■ **Task objective**: Print the following lines exactly as they appear, leaving out the pictures.

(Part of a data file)
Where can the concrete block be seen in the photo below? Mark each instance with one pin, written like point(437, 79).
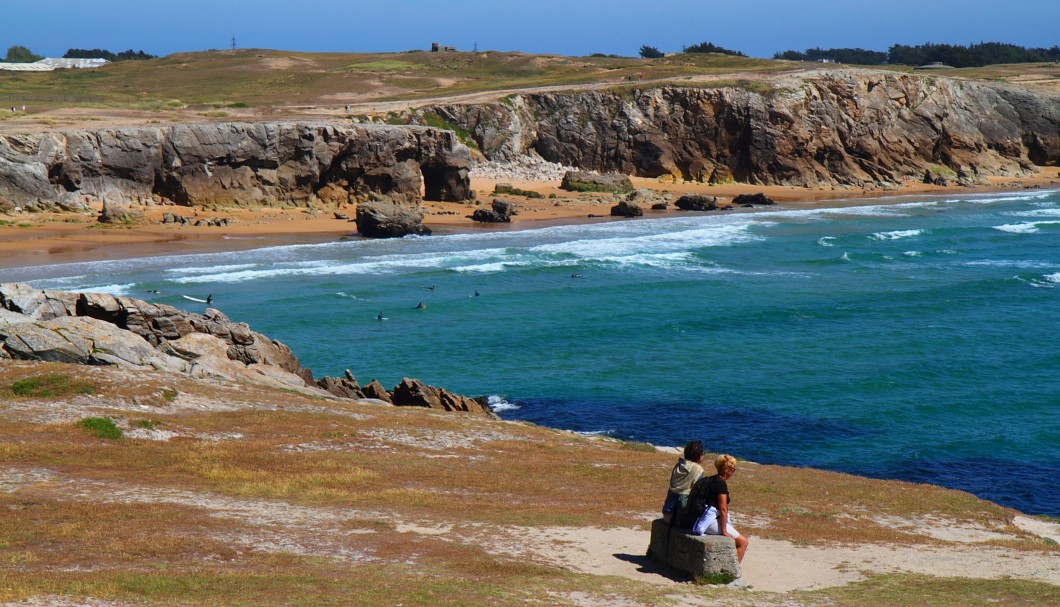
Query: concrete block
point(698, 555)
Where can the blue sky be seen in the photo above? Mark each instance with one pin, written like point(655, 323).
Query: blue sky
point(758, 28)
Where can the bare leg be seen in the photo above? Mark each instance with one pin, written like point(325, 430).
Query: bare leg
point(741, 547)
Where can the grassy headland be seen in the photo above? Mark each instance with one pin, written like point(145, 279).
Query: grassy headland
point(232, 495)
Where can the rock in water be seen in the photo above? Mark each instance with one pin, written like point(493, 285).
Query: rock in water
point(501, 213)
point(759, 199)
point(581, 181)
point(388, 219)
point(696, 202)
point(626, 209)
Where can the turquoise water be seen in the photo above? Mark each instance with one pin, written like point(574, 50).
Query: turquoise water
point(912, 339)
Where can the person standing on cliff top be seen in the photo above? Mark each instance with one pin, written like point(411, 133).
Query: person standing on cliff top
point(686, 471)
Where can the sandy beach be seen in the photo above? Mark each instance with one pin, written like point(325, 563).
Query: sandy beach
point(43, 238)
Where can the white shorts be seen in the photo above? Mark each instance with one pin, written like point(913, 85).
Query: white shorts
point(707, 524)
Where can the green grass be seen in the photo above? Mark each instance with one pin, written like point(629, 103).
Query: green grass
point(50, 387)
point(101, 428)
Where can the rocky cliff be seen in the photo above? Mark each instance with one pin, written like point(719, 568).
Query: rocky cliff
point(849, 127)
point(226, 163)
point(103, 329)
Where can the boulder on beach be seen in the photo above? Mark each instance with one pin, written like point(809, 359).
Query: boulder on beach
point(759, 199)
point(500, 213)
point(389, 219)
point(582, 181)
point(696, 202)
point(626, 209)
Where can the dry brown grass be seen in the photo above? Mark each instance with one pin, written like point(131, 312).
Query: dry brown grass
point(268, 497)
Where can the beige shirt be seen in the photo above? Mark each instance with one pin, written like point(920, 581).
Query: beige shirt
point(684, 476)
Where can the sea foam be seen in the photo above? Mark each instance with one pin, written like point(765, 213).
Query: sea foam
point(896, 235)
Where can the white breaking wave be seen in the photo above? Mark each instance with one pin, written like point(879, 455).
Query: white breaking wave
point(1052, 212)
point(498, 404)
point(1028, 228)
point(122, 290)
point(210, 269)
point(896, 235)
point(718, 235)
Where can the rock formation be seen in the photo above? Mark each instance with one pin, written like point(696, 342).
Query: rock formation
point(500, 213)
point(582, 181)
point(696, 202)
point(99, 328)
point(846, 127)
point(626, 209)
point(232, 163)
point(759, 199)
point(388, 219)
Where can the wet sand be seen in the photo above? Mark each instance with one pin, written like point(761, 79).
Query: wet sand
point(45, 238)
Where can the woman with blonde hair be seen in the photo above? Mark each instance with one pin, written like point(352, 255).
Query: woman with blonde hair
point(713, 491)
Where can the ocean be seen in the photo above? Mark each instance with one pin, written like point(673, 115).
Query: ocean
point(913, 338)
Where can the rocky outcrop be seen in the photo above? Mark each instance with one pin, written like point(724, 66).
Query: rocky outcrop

■ **Task result**:
Where can the concrete block be seen in the photo below? Mark each instance with one pin, written like point(437, 79).
Query: concrete block
point(698, 555)
Where can the blue sky be seen in the photo above? Mark each instance with one pin, written like point(655, 323).
Query: blue sky
point(758, 28)
Where can the bare leg be seen in the photo above? Mark each instance with one pin, written like point(325, 430).
Query: bare leg
point(741, 547)
Where can the grassy headland be seen in the photo above? Mark each instance with one pin, written like point(145, 279).
Query: grassy headland
point(232, 495)
Where can the rock in water be seen in the photo above? Mark each instance with one pin, written like point(493, 285).
Query: rock in water
point(501, 213)
point(759, 199)
point(581, 181)
point(388, 219)
point(696, 202)
point(626, 209)
Where can the turquoise water be seen in the photo above? Mark each instance with one pin, written like point(574, 50).
Query: turquoise water
point(912, 339)
Where can the person standing on cliff top be seen in the photo above? Mark each instance with one pin, written like point(411, 133).
Query: person standing on cliff top
point(686, 471)
Where can the sandy beach be seen in the photo above? Mark each instance with one pin, written like point(325, 563).
Query: sandy beach
point(43, 238)
Where can the white shorts be seen in the photo above? Mark each instance with one pin, written like point(913, 85).
Query: white shorts
point(707, 524)
Where can the green grass be seen in the photo above? Mark each instance with one pin, written like point(629, 103).
Query: green grass
point(50, 387)
point(101, 428)
Where can the rocky cliff be seen in the photo above? Mark each instance with one pin, written like point(719, 568).
Query: rocky cliff
point(849, 127)
point(226, 163)
point(103, 329)
Where can the boulder on beach be seen in the photo above? Mark each instance with one pin, written like point(809, 359).
Query: boulder on beach
point(759, 199)
point(500, 213)
point(389, 219)
point(582, 181)
point(696, 202)
point(626, 209)
Where can the dry brown grass be seen in the photo above? Mark each instance with one pin, written like point(131, 312).
Query: dry brown grass
point(268, 497)
Where can the beige shirt be seen in the photo above? Mark each instance with one pin, written like point(920, 581).
Query: beige shirt
point(684, 476)
Where can the sea foam be seen in the photo above? Mark each instance with one pin, written like point(765, 213).
Query: sea foam
point(896, 235)
Where can the white breaking wave be seen in the photo above? Mark each instance with one pin, written like point(879, 455).
Query: white breaking wave
point(1052, 212)
point(498, 404)
point(1028, 228)
point(122, 290)
point(210, 269)
point(896, 235)
point(718, 235)
Where can the rock formation be seen in the photo above? Mark each instance with one pin, written like point(696, 342).
Query: rock formation
point(500, 213)
point(582, 181)
point(696, 202)
point(99, 328)
point(846, 127)
point(626, 209)
point(232, 163)
point(759, 199)
point(388, 219)
Where can the wet sand be seen in the photo above? Mark each instance with one pin, written like point(761, 79).
Query: wet sand
point(45, 238)
Where can the woman with blonde hair be seen in the photo above? Mark each instance with one pin, written like point(352, 255).
Query: woman with blonde hair
point(713, 491)
Where can the ocean be seen in the photo above? Mark each instance with one pin, written like point(673, 115).
Query: ocean
point(913, 338)
Where can the rocky outcrop be seen in the photo above? Mark each instance with one pin, written like point(724, 66).
Query: rocky outcrop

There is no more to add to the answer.